▶ **Problem A**: In the text on preparing crumb rubber modified asphalt, at what speed and for how long was the mixture sheared after the crumb rubber was added?
* Start Excerpted text *
The CRMA was prepared in accordance with relevant Chinese industry standards and specifications [24,26]. Initially, the base asphalt was placed in an oven at 135 °C for 1 h until fully melted, reducing its viscosity for subsequent processing. It was then transferred to a high-shear mixer (Fluko, Shanghai, China) preheated to 140 °C and sheared at 3000 rpm to improve the uniformity of the base asphalt. Subsequently, the temperature was raised to 180–185 °C, and crumb rubber was added at predetermined proportions (5%, 10%, 15%, 20%, and 25% by mass of base asphalt). Each batch of crumb rubber was added within 1 min, followed by high-speed shearing at 5000 rpm for 60 min within this temperature range. This stage represents a critical process in which the crumb rubber undergoes swelling, degradation, and modification reactions with asphalt under high-temperature conditions [27,28]. Finally, the prepared CRMA was placed in an oven at 140 °C and allowed to stand for 30 min until all bubbles disappeared, ensuring proper curing. The resulting samples were then transferred into airtight, light-proof containers and stored under appropriate conditions. All subsequent tests were conducted sequentially within 24 h of preparation [29].

2.3. Experimental Section

2.3.1. Dynamic Shear Rheometer (DSR) Test

In dynamic mechanical analysis, the damping characteristics of asphalt binders are comprehensively evaluated from two perspectives: energy dissipation capacity and energy dissipation efficiency [30]. The loss modulus directly represents the energy density dissipated by the material due to viscous deformation under cyclic loading, serving as a key indicator of its intrinsic energy dissipation potential. The loss factor, defined as the ratio of the loss modulus to the storage modulus, reflects the viscoelastic balance and energy dissipation efficiency of the material. Jiang et al. [6,9] established an evaluation criterion for the energy dissipation efficiency of asphalt binders by constructing a damping-temperature spectrum, with the loss factor plotted against temperature. This criterion, based on the temperature-dependent stability of the loss factor, comprises two key indicators: (1) a high peak value and (2) a broad integrated area under the damping-temperature spectrum. For asphalt pavement applications focused on damping and noise reduction, the binder must exhibit both a high loss modulus to dissipate more energy and an appropriate loss factor to ensure stable viscoelastic behavior and efficient energy dissipation across a wide temperature range. Therefore, this study systematically evaluates the damping performance of CRMA by integrating both the loss modulus and the damping-temperature spectrum.
* End Excerpted text *
▶ **Problem B**: List every line of the records below that contains the word "hair".
* Start Records provided *
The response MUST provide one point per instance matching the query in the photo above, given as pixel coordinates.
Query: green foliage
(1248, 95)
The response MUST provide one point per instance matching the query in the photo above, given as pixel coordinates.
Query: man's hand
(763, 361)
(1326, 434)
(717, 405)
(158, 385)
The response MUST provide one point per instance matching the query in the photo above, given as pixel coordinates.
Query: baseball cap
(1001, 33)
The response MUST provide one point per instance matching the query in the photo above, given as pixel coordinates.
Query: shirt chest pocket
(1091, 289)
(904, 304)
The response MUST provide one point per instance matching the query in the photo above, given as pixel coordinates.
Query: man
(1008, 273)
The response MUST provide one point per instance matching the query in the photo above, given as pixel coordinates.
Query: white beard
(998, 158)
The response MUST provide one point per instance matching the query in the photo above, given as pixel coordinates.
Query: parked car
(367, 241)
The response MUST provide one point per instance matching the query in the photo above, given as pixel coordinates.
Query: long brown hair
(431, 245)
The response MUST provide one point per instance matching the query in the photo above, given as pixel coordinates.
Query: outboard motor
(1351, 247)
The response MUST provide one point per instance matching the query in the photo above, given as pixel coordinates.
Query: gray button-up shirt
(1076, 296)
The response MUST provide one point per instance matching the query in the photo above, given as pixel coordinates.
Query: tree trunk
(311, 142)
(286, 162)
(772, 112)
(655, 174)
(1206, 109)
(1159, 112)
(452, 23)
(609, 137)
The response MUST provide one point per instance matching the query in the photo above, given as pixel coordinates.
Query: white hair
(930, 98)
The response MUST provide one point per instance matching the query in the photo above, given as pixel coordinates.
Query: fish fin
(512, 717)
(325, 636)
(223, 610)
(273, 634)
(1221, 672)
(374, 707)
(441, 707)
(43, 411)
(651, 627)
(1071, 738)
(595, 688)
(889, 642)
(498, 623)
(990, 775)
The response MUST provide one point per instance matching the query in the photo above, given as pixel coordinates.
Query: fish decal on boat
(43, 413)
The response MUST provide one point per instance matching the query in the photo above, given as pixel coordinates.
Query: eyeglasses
* End Records provided *
▶ **Problem solution A**: It was sheared at 5000 rpm for 60 min.

▶ **Problem solution B**:
Query: long brown hair
Query: white hair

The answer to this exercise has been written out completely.